[Referring expression pointing data]
=== Begin Enclosure ===

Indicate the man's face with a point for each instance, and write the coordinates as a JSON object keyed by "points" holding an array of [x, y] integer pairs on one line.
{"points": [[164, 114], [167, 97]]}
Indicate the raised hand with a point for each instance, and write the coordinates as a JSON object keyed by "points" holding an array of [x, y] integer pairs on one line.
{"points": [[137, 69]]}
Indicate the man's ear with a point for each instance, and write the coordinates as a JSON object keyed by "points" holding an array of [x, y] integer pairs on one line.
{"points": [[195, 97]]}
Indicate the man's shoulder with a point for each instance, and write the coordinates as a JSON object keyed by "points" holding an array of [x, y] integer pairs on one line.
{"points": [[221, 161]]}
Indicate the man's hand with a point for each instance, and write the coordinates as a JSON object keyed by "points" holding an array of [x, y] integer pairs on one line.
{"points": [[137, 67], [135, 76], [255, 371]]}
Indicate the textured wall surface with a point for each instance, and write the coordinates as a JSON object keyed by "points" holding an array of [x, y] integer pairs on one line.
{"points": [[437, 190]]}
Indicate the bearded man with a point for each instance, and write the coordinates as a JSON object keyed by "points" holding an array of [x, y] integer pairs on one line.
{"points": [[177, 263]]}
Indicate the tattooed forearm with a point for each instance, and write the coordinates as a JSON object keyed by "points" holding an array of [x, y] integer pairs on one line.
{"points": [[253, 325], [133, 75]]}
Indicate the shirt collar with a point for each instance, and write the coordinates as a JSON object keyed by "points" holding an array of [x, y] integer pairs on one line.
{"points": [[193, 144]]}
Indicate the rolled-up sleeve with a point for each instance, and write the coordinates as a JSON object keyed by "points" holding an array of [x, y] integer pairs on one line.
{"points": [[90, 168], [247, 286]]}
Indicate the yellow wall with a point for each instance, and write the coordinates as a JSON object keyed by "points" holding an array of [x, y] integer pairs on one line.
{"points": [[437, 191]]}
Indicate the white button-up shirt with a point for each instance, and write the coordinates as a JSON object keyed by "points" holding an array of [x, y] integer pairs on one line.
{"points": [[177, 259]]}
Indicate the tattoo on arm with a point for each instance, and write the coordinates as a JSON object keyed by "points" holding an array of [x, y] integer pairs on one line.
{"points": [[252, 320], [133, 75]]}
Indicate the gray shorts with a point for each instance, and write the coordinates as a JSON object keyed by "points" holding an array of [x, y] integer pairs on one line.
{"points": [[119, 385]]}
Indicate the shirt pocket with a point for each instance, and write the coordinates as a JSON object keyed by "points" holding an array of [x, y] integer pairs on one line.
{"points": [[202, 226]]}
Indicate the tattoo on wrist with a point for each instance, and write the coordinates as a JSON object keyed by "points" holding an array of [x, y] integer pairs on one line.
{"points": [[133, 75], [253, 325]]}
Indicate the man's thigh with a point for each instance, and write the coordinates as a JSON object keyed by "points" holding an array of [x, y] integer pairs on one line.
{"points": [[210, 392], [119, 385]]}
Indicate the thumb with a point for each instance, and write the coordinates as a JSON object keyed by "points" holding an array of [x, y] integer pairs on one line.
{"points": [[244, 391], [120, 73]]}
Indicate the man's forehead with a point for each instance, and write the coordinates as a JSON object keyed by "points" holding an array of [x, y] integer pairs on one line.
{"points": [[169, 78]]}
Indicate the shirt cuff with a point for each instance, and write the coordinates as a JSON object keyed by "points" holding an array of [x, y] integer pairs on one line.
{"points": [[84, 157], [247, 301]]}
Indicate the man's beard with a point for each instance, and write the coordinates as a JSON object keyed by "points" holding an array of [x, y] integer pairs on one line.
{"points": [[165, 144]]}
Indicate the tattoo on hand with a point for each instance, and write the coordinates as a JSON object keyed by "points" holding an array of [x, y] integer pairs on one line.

=== End Enclosure ===

Exercise aim ▸ Your task is to restate every record word for word.

Result of this task ▸
Indicate the man's face with a point for each instance, and write the coordinates as a JSON object keyed by "points" holding an array of [x, y] integer pairs on one line.
{"points": [[164, 114], [167, 97]]}
Indicate the raised hand with a point for each instance, and write the coordinates as a JSON object keyed by "points" holding an array of [x, y] integer pairs on one line.
{"points": [[137, 69]]}
Indicate the man's ear with a point for each instance, and write the coordinates as a JSON object keyed by "points" holding an array of [x, y] integer pairs on one line.
{"points": [[195, 97]]}
Indicate the man's shoulder with a point for each instance, and write the coordinates as a JSON object keyed by "points" holding an array of [x, y] integer pairs on one line.
{"points": [[221, 161]]}
Indicate the man's hand with a point for each instance, and write the coordinates as a JSON object keyed by "points" holding an array of [x, y] integer pairs on one line.
{"points": [[137, 67], [135, 76], [255, 371]]}
Indicate the textured wall surface with a point for each instance, and write the coordinates as a JSON object keyed by "points" holding an array of [x, y] integer pairs on one line.
{"points": [[437, 190]]}
Indicate the bearded man with a point for each instance, and write the coordinates as a JSON object keyed by "points" holding an array of [x, y] integer pairs on one line.
{"points": [[177, 263]]}
Indicate the tattooed forearm with a point for each instance, and write the coordinates as a JSON object keyed by "points" holding an array of [x, y] integer pairs on one line.
{"points": [[253, 325], [133, 75]]}
Indicate the shirt collar with a point for each instance, and write the coordinates as a JSON object keyed by "points" holding an array of [x, y] integer pairs on one line.
{"points": [[193, 144]]}
Indicate the rolled-up sleeve with a point for each instance, and write the coordinates as a JSON object keyed by "points" holding an array of [x, y] integer pairs on one line.
{"points": [[90, 168], [247, 286]]}
Indicate the yellow wall with a point for each instance, and write the coordinates as a JSON object keyed by "points" holding an array of [x, y] integer pairs on one line.
{"points": [[437, 191]]}
Indicate the white button-up shirt with a point for each instance, and write the coordinates as a JSON object keyed by "points" holding an array of [x, y] integer pairs on one line.
{"points": [[177, 259]]}
Indicate the tattoo on arm with a point for each instance, and write the coordinates as a JSON object keyed by "points" holding an array of [x, y] integer pairs on one line.
{"points": [[252, 320], [133, 75]]}
Indicate the gray shorts with a point for each instance, and write the coordinates as a JSON object keyed by "points" holding an array of [x, y] integer pairs on one line.
{"points": [[119, 385]]}
Indicate the shirt pocket with a point for each instance, and write the coordinates as a JSON object keyed by "points" holding an array of [x, y] integer pairs on one line.
{"points": [[202, 226]]}
Indicate the tattoo on wrist with a point for each instance, and write the coordinates as a JSON object keyed by "points" holding an array of [x, y] integer pairs on one line.
{"points": [[133, 75], [253, 325]]}
Indicate the man's thigh with a point for each instance, and write the coordinates as a JSON object keyed by "points" holding an array of [x, y] integer pairs on one line.
{"points": [[210, 392], [119, 385]]}
Indicate the thumb with a point for each instance, and write the coordinates as a JSON object keyed by "points" holding an array of [x, y] integer pairs on one line.
{"points": [[244, 391], [120, 73]]}
Indicate the man's forehead with a point for each instance, and write the coordinates as a JSON object keyed by "points" holding an array of [x, y] integer pairs on one line.
{"points": [[169, 78]]}
Indicate the shirt cuff with a point for each instance, and write the coordinates as a JSON object keyed by "points" holding an array of [x, y] integer pairs on one line.
{"points": [[84, 157], [247, 301]]}
Indicate the man's beard with a point for each instance, and write the coordinates as a JSON object keyed by "points" holding an array of [x, y] integer pairs on one line.
{"points": [[165, 144]]}
Indicate the tattoo on hand with a point for each instance, and write the coordinates as a JSON object keyed by "points" holding an array of [x, y] integer pairs on one line.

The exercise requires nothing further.